> **EXERCISE DESCRIPTION**: Where the line holding "Place one point per instance of the bent" appears, start copying, and continue exactly through the last line of the listing, skipping pictures.

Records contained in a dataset
-=-=-
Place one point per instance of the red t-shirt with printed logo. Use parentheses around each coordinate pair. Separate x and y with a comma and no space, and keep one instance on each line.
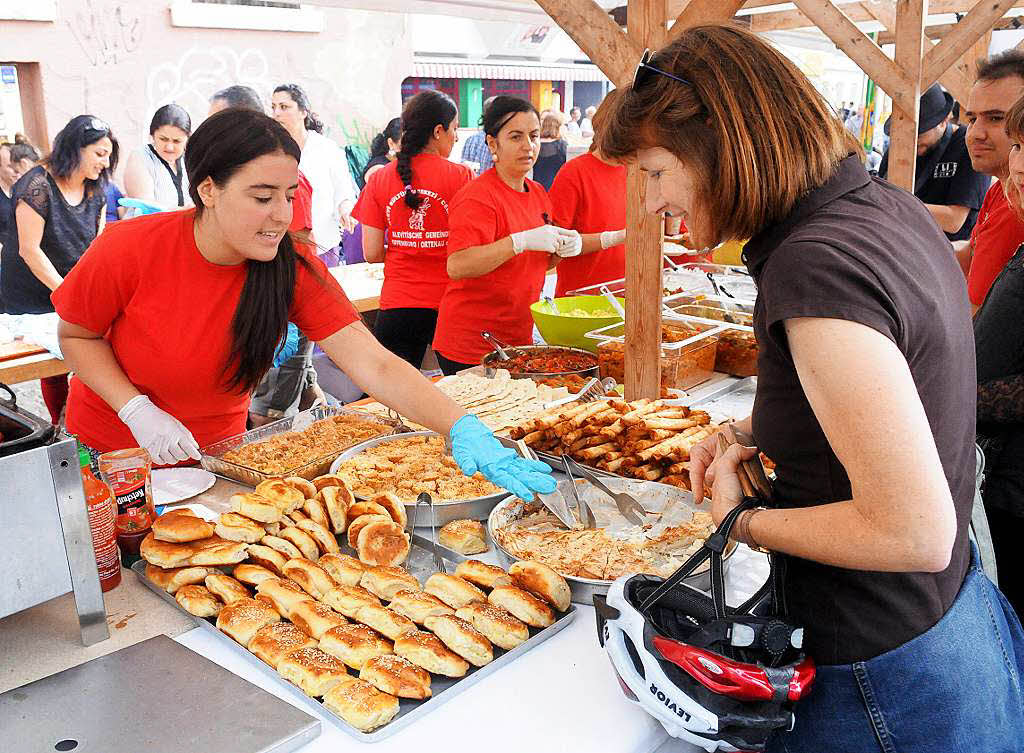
(487,210)
(166,312)
(589,196)
(415,264)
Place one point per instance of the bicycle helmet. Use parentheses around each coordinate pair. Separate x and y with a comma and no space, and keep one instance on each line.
(719,677)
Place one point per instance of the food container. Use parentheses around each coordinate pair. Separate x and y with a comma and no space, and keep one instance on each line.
(492,363)
(688,349)
(574,320)
(213,461)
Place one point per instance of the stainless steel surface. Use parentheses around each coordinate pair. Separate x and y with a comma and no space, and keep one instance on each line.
(157,697)
(446,511)
(213,461)
(45,541)
(443,688)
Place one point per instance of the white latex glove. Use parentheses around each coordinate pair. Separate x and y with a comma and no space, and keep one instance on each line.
(157,431)
(543,238)
(612,238)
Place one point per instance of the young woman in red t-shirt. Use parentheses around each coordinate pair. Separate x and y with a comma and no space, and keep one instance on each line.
(171,320)
(409,201)
(501,243)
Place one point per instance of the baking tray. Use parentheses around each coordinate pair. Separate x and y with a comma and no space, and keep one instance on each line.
(442,688)
(213,461)
(584,589)
(475,509)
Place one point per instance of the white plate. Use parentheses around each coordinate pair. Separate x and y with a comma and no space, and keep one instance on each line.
(174,485)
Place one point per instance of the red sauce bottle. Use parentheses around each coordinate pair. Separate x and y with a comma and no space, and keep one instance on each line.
(101,511)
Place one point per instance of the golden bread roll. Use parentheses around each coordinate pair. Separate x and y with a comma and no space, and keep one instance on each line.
(368,508)
(354,644)
(242,619)
(383,543)
(348,599)
(386,581)
(542,581)
(326,542)
(361,705)
(355,525)
(316,511)
(302,486)
(301,540)
(181,527)
(326,480)
(267,557)
(462,637)
(198,600)
(396,676)
(453,590)
(388,623)
(314,618)
(274,641)
(283,594)
(344,569)
(312,670)
(394,506)
(466,537)
(418,605)
(337,500)
(285,496)
(526,607)
(310,576)
(235,527)
(226,588)
(172,580)
(254,506)
(426,651)
(499,626)
(482,575)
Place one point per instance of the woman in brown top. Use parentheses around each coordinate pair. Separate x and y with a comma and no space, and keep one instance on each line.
(865,399)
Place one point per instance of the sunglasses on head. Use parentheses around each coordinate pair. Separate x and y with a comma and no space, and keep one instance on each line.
(645,72)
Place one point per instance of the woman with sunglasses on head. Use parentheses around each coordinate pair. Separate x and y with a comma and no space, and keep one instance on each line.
(170,368)
(404,216)
(501,243)
(865,399)
(59,207)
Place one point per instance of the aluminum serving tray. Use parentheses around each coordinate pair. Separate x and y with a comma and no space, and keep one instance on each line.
(584,589)
(442,688)
(213,461)
(475,509)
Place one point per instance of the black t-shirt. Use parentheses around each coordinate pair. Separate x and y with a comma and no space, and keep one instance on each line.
(827,259)
(68,231)
(946,177)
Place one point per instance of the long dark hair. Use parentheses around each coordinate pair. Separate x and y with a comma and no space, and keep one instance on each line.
(219,148)
(419,117)
(68,144)
(379,147)
(312,121)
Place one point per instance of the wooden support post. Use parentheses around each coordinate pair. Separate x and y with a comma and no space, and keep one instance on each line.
(903,132)
(646,19)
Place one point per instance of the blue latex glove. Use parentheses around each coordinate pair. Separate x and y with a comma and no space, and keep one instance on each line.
(475,449)
(288,347)
(141,206)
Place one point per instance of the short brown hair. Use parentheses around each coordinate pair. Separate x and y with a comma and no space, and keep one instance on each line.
(752,126)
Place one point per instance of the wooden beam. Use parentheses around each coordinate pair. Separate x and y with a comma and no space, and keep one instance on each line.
(903,129)
(643,242)
(597,35)
(960,40)
(859,48)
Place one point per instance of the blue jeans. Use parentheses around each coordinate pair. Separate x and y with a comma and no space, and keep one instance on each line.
(954,688)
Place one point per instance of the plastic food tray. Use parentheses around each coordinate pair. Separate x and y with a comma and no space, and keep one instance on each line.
(212,456)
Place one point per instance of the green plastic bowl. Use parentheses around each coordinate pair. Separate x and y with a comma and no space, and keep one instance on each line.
(561,329)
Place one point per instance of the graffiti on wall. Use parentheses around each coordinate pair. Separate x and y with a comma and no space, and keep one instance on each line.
(107,31)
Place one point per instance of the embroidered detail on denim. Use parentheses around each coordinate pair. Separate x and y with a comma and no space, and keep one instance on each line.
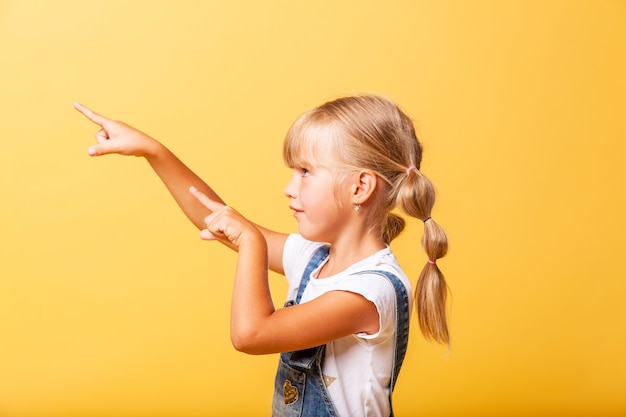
(290,393)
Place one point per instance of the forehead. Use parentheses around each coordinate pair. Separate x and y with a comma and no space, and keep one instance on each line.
(310,142)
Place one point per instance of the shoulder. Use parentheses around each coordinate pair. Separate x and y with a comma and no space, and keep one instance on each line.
(297,253)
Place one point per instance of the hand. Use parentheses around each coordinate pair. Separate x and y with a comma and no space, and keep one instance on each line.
(116,137)
(225,224)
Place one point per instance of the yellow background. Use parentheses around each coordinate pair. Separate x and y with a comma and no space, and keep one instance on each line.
(110,304)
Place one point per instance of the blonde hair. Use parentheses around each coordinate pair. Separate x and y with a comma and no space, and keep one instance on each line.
(372,132)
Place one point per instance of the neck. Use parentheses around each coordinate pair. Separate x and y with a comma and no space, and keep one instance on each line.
(345,253)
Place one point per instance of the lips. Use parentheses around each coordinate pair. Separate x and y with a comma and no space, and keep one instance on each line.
(296,211)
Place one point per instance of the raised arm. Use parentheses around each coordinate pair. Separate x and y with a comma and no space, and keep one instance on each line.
(115,137)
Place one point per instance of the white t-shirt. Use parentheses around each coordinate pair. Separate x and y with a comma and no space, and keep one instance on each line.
(357,368)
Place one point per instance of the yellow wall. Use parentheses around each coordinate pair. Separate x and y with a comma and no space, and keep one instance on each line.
(111,305)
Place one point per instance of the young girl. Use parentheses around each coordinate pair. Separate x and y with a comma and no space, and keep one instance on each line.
(343,332)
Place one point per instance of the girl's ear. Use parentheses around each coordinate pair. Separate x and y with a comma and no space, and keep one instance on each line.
(363,186)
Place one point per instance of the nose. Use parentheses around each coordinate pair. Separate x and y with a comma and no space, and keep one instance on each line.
(290,188)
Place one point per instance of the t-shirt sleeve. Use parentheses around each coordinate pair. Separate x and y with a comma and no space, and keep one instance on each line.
(377,289)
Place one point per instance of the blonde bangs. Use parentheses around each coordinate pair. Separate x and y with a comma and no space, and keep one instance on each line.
(311,141)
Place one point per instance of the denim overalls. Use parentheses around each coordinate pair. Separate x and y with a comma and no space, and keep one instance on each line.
(299,389)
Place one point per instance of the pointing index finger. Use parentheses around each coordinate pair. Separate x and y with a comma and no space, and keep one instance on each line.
(90,114)
(206,201)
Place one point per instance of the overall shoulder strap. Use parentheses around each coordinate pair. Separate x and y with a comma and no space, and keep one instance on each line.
(402,321)
(316,260)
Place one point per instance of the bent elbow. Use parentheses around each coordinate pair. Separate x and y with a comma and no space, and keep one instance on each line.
(246,342)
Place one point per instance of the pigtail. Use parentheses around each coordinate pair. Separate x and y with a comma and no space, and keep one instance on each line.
(393,227)
(417,197)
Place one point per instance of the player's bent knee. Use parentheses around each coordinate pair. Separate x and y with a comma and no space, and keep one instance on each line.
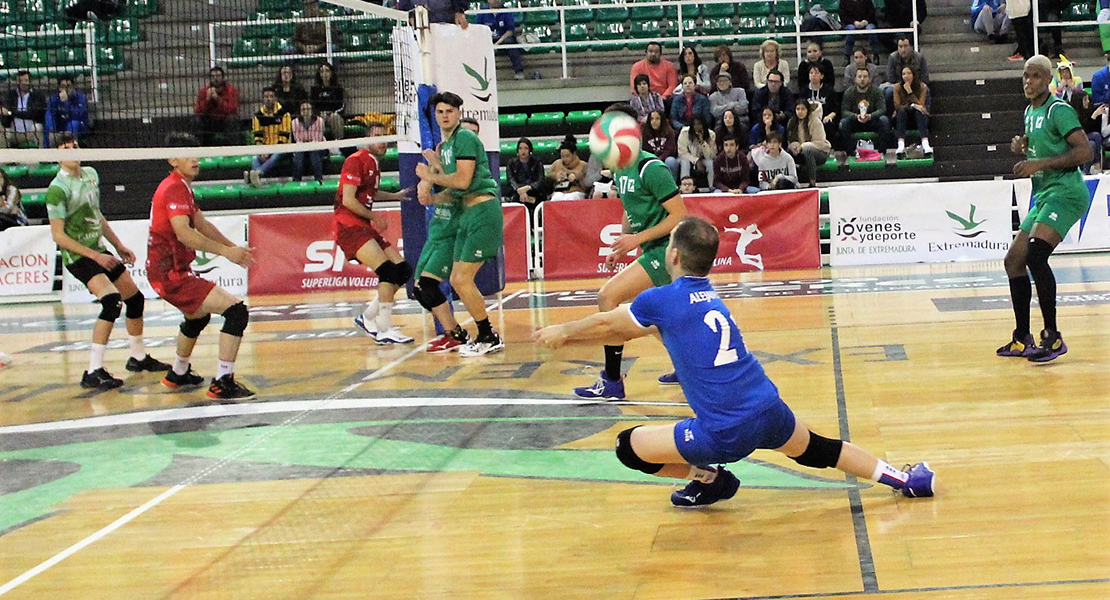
(821,453)
(235,318)
(629,458)
(134,305)
(110,307)
(192,327)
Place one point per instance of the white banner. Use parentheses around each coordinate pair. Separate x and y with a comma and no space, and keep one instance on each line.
(133,235)
(28,257)
(919,223)
(1092,231)
(464,64)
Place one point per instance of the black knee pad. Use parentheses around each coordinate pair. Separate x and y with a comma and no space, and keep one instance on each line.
(430,293)
(235,318)
(110,307)
(134,305)
(192,327)
(628,457)
(821,453)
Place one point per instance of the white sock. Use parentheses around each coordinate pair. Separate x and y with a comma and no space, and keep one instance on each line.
(97,356)
(887,475)
(180,365)
(706,475)
(224,367)
(384,319)
(138,347)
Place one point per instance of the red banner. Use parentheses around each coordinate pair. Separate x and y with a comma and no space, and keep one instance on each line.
(296,253)
(758,232)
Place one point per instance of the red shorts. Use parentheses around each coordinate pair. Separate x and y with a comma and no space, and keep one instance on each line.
(187,292)
(351,239)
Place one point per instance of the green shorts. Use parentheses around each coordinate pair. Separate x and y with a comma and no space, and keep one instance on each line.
-=-=-
> **OUTPUT OF THE TASK**:
Place one point per instance of the bent elbow. Use parentheses around each coordinate pair. Separate x and y with a comma and no space, and keep one instance on each line.
(246,342)
Place one point per instance of the pigtail. Use parentheses around each coordinate pair. Separate x and y with a comma and no space, and keep one instance on each line.
(393,227)
(417,197)
Place one point per instance of the player's bent knee. Use parentheses around each coordinate pair. Separate x and y with a comma and no space, and keep one instance on each line.
(821,453)
(235,318)
(629,458)
(134,305)
(110,307)
(192,327)
Place one point per instance of the white banner. Use parentheses around each coordinate pair. Separate x and y with a comma and no space, and keep one instance on each line.
(133,235)
(28,257)
(919,223)
(1092,231)
(464,64)
Place one point per instance of the black knee pad. Use parentheses around each coordinate pair. Separate x and y with a comma and no space, and keep one instance on each line.
(430,293)
(235,318)
(110,307)
(134,305)
(192,327)
(628,457)
(821,453)
Place one point per instance of the white sock. Use parentheses around each coordinate pair. Separate x and y with a comma and no space, and keep one instance on each line.
(97,356)
(887,475)
(180,365)
(706,475)
(224,367)
(384,319)
(138,347)
Place one point per instance of the red banner. Use parentheses around each coordinate pair. Separate x and y with a comma and no space, and keep one instance on each line.
(296,253)
(758,232)
Place one point per instance of the red shorts. Use parentheses around each coordinate pair. Separate x and y with a comma and no space, and keep one instance on each line.
(187,292)
(351,239)
Place one point per instance of the green shorts. Use parentheses around each coordinate pair. Separate x and y with a comma and no space, and keep one instance on each line.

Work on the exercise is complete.